* [Work required]
Answer these questions from the blog post about a holiday evening with the kids:
(a) On what date was the post originally published?
(b) What kind of soap did the children use to wash their hands?
(c) How many Christmas cards did the writer finish, and how were they sorted?

Thursday, February 23, 2006

Home Sweet Home

This was originally posted on December 19, 2005.

My husband had business out of town tonight, and I decided to use the time for a nice evening of bonding with the kids. I had everything I needed to make chocolate fudge (just in time for Christmas) and it seemed like that would be a fun thing to do together before I bathed them and put them in their pajamas. I'd let them stay up for a while playing with some new toys they'd gotten as early presents from family friends, and I'd finish up the Christmas cards.

I turned on some Christmas music to set the mood and had both kids wash their hands with the gingerbread soap that makes everything smell like the holidays. Mary carefully poured the ingredients into the pot on the stove and Peter stood on his little wooden chair to watch it thicken as I stirred. It reached the optimum temperature on the candy thermometer just as I finished explaining the science behind it, and I set it on a back burner to cool while I gave them their baths.

They're still young enough, so I let them bathe together as a special treat. I got them both soaped and shampooed, and read them a story as they played with the brightly colored educational bath toys we've had since Mary was a baby. After the story was over, I gave them a final rinse, toweled them off, and put them into their warm winter pajamas.

The Christmas music still playing softly in the background, they played together with Peter's new train as I finished off the last fifty Christmas cards and organized them by zip code for the post office. I told them it was bed time, so Mary took Peter's hand, led him up the stairs and walked him to his clean and tidy room, kissing him on the forehead before returning quietly to her own room to read a book until I tucked her in. Stories read and lights out, I changed the music to some light jazz, sampled a bite of fudge, and settled down with a good book and a warm blanket on the couch, revelling in the cozy room with its booklined shelves and toys neatly stored in baskets.

Now, my question for you: At what point did you realize this story was fictional? Was it the science lesson over the boiling sugar water? The story being read while two active children played in several gallons of water without a lid? Or did I have you going clear up to the toys in the baskets?

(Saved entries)
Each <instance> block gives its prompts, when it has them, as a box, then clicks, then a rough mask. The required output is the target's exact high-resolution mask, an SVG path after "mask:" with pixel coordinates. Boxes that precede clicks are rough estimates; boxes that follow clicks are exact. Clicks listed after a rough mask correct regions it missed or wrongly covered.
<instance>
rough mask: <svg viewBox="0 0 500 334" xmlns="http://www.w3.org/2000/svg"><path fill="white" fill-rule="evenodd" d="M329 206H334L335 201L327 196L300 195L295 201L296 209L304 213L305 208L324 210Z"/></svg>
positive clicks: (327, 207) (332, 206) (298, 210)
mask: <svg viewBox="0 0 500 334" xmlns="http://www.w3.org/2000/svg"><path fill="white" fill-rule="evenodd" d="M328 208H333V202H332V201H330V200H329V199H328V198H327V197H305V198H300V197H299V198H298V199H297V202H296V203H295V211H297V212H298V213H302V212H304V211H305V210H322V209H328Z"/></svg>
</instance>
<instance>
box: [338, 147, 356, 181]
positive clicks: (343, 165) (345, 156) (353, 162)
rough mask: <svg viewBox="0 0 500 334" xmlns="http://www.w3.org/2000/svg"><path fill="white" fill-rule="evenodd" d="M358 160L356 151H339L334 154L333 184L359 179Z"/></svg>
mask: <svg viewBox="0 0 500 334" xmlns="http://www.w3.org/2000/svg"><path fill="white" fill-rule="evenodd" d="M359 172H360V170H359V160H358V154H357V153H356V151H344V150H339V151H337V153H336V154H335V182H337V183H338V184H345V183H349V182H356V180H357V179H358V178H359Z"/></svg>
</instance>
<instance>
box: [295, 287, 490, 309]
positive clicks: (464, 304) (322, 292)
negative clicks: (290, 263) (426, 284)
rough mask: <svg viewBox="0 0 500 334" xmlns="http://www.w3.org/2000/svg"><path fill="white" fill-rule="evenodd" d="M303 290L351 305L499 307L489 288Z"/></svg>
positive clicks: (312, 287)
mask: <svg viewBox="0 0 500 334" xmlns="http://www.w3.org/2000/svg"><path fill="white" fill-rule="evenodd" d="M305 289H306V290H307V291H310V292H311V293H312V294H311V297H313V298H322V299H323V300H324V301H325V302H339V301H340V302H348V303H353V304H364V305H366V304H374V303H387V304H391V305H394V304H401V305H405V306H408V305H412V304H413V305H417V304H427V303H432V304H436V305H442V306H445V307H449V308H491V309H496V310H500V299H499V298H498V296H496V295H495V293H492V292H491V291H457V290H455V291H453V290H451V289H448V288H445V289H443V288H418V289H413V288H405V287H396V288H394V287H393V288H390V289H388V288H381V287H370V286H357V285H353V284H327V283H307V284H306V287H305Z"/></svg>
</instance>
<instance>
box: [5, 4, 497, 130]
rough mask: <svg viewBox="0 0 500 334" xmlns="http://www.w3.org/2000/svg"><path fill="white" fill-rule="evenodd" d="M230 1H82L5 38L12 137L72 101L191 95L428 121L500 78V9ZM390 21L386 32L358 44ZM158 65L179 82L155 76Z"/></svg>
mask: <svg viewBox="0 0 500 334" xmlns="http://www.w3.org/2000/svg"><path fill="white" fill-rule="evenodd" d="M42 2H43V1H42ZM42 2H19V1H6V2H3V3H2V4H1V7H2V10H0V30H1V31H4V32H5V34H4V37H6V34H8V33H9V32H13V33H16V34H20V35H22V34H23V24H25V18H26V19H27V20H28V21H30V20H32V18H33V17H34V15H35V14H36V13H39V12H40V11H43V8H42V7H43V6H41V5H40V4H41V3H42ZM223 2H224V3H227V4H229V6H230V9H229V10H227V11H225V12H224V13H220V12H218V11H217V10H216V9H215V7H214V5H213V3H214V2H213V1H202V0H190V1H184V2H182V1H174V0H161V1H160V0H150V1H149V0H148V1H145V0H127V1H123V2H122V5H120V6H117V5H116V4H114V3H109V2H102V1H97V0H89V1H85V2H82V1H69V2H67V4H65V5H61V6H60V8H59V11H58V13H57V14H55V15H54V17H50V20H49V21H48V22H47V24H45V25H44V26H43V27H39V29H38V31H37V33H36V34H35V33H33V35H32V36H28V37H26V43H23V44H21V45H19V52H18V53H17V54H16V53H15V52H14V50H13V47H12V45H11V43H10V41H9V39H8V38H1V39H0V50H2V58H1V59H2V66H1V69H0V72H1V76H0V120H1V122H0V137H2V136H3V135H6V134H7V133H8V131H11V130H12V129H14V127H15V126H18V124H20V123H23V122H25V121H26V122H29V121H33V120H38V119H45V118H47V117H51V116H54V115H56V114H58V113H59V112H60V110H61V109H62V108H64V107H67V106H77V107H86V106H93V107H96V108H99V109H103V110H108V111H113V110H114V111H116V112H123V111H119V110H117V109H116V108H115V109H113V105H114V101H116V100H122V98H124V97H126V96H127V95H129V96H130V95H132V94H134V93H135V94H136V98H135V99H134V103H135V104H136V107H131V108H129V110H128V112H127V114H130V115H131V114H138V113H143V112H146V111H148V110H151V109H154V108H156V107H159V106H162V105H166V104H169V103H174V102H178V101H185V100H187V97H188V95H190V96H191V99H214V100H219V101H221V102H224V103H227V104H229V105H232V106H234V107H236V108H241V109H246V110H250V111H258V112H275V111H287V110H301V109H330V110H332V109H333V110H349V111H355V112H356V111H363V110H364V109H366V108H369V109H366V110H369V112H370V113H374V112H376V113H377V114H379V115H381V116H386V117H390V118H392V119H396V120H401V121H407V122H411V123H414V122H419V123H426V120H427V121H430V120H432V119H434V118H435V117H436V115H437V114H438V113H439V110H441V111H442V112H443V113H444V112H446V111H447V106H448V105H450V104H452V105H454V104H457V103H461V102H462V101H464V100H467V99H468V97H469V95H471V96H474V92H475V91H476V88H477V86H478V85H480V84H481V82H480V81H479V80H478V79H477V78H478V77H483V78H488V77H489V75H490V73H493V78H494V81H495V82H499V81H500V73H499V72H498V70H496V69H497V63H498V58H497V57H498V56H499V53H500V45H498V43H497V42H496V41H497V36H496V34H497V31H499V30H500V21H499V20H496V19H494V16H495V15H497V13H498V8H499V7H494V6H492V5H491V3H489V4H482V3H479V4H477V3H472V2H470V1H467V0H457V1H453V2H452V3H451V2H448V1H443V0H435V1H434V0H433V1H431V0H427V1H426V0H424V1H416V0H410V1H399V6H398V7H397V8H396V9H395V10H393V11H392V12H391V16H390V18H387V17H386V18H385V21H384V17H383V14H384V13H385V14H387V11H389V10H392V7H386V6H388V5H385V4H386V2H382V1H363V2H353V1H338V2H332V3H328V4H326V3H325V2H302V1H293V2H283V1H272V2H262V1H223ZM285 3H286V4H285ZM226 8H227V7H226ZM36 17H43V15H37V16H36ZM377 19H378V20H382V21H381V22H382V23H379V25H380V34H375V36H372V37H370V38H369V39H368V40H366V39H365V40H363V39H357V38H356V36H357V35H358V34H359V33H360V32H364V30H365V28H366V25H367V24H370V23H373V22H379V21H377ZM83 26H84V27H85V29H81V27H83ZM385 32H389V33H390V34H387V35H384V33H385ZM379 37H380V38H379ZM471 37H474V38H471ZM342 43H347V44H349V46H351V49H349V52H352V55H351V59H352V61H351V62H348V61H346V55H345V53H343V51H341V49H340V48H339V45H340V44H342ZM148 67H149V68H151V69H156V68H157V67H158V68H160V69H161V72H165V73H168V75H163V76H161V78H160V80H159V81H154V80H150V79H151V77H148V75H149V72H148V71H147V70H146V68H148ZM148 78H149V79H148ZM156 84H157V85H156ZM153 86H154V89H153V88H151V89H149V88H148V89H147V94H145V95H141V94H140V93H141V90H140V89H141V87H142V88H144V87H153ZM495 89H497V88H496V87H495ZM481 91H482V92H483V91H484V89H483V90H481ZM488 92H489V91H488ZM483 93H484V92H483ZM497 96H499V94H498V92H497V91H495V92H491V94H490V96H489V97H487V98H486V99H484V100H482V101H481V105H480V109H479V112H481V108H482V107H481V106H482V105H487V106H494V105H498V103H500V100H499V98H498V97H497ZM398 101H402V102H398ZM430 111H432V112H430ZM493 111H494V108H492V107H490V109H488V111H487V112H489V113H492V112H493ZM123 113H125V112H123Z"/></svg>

* [Exercise output]
(a) December 19, 2005
(b) Gingerbread soap
(c) The last fifty, sorted by zip code for the post office